> _WORK INSTRUCTIONS_
Please copy the items below, substituting "grounding tool" for every "detection system" and leaving everything else unchanged.

> _ENTRIES SHOWN_
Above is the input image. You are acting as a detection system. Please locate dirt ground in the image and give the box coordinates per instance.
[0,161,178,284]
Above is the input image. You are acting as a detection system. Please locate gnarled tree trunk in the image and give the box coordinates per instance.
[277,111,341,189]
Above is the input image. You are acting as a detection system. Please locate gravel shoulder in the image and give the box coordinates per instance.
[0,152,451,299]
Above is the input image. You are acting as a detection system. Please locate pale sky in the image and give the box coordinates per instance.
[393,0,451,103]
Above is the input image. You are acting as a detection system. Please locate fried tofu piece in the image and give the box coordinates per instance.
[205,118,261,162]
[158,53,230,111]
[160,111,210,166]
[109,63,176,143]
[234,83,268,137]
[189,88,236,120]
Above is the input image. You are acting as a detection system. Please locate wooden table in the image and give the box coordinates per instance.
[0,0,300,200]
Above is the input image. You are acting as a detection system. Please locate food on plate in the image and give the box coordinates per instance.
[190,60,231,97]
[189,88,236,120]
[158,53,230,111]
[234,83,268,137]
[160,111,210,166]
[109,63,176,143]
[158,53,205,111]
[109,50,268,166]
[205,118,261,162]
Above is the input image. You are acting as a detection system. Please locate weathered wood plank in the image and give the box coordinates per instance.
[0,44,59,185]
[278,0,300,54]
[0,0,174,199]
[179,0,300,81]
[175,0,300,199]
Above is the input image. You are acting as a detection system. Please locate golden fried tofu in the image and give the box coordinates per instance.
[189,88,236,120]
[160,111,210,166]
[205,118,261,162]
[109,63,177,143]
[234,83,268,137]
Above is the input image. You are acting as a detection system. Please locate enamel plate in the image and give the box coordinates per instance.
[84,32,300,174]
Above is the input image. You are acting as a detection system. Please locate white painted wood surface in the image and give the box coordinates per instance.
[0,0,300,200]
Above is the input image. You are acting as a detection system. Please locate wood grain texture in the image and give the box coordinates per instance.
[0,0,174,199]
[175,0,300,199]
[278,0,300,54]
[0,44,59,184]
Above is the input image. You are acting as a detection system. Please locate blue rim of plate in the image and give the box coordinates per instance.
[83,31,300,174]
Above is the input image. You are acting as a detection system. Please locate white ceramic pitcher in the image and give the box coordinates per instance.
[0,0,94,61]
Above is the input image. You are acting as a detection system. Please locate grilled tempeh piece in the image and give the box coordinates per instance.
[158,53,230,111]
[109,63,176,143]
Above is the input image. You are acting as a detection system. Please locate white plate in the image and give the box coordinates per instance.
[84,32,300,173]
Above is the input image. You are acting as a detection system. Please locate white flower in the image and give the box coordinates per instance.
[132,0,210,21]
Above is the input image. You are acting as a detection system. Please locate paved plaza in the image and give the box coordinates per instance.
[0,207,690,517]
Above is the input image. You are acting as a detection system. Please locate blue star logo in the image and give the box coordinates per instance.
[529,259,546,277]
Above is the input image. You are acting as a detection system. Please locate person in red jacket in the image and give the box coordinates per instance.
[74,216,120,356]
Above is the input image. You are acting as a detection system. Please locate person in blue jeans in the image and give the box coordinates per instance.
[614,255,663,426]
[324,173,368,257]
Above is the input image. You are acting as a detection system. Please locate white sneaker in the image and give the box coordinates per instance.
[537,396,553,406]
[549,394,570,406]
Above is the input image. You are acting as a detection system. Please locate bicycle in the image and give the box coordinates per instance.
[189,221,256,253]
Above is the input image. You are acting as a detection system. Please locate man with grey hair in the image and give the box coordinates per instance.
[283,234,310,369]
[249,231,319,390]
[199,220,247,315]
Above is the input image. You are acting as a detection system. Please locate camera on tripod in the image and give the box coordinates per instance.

> _RESPONSE_
Above is the input image. You are acting as a grounding tool. Please locate dirt ground in the image and give the box coordinates per instance.
[0,161,178,284]
Above is the input image. You are acting as a grounding tool. Please locate gnarled tree trunk in the image and give the box coordinates per instance.
[277,111,341,189]
Above is the input image. You are acting as a grounding tool. Please locate gravel shoulder in the image and give the box coordinates per instance.
[0,152,451,299]
Above is the input image. You are acting as a grounding tool. Please locate pale sky in the image and give the box coordinates per instance.
[393,0,451,103]
Above is the input image. You are acting as a grounding tool. Please locate fried tofu piece in the image and give the box coordinates per instance.
[205,118,261,162]
[158,53,230,111]
[160,111,210,166]
[109,63,176,143]
[234,83,268,137]
[189,88,236,120]
Above is the input image. You are acting as a grounding tool. Please locate wooden table in the image and give the box coordinates per instance.
[0,0,300,200]
Above is the input image. You are acting as a grounding tool. Please locate food on plate in the image and give the box coordinates per instance.
[190,60,231,97]
[189,88,236,120]
[158,53,230,111]
[234,83,268,137]
[160,111,210,166]
[109,63,176,143]
[158,53,205,111]
[109,50,268,166]
[205,118,261,162]
Above is the input image. You are acting as a grounding tool. Please locate weathered wood plank in the image and give the box coordinates per instance.
[0,44,59,185]
[278,0,300,54]
[0,0,174,199]
[179,0,300,81]
[175,0,300,199]
Above is the input image. You are acting as a grounding tool. Please locate golden fried tofu in the image and give the box coordinates per instance.
[189,88,236,120]
[160,111,210,166]
[205,118,261,162]
[109,63,177,143]
[234,83,268,137]
Above is the input image. You are acting as a grounding tool. Please locate enamel plate in the image and give the box coordinates per instance.
[84,32,300,174]
Above is the input image. You are acting as a grounding tool. Please locate white painted wood surface in the image and give the box coordinates per instance.
[0,0,300,200]
Above is the input image. You are acting as a grounding tool. Please locate wood grain texture in the image and give the box coordinates per instance.
[0,0,174,199]
[175,0,300,199]
[278,0,300,54]
[0,44,59,184]
Above is the input image. You are acting as a grounding tool. Please locate blue rim of plate in the image and give the box coordinates per instance.
[83,31,300,174]
Above is the input image. You are acting as a grounding tool. Please locate white ceramic pitcher in the image and give the box coordinates per instance.
[0,0,94,61]
Above is the input image. You are acting as a grounding tool. Please locate grilled tempeh piece in the image and give the box coordinates per instance.
[158,53,230,111]
[109,63,176,143]
Above is the input image. You are acting as a grounding tool. Please locate white plate in the image and give the box coordinates per instance.
[84,32,300,173]
Above is the input image. You are acting as a grounding tool. Please locate white flower in the image and give the box coordinates per instance.
[132,0,210,21]
Above is the input image. You are acting as a grounding tool. Please locate paved plaza in the image and give the box coordinates per instance.
[0,207,690,517]
Above is the input image. You are acting as a grounding tool. Please locate blue star logo in the image and give the box coordinates per instance.
[529,259,546,277]
Above is the input image. You are acting as a grounding tool. Please locate person in red jacket in the image and give the box coordinates per instance.
[74,216,120,356]
Above is the input image. You are acting as a grounding tool. Please locate person in blue jeans in the image and give the box coordinates per instance.
[614,255,663,426]
[324,173,368,257]
Above is the input image. You are acting as a grounding tool. Please locate white sneaker in the image and give the box coordinates per instance.
[537,396,553,406]
[549,394,570,406]
Above is the input image. You are acting as a grounding tool. Please locate bicycle in the image and give the box coordinates per instance.
[189,221,256,253]
Above is the input image. You are acting as a grounding tool. Please locate man with grey hair in the image and give the box coordinates per instance.
[283,234,310,369]
[249,231,319,390]
[199,220,247,315]
Above is the input image. You are acting as a grounding tool. Please locate camera on tripod in the image and give the box coordinates per instance.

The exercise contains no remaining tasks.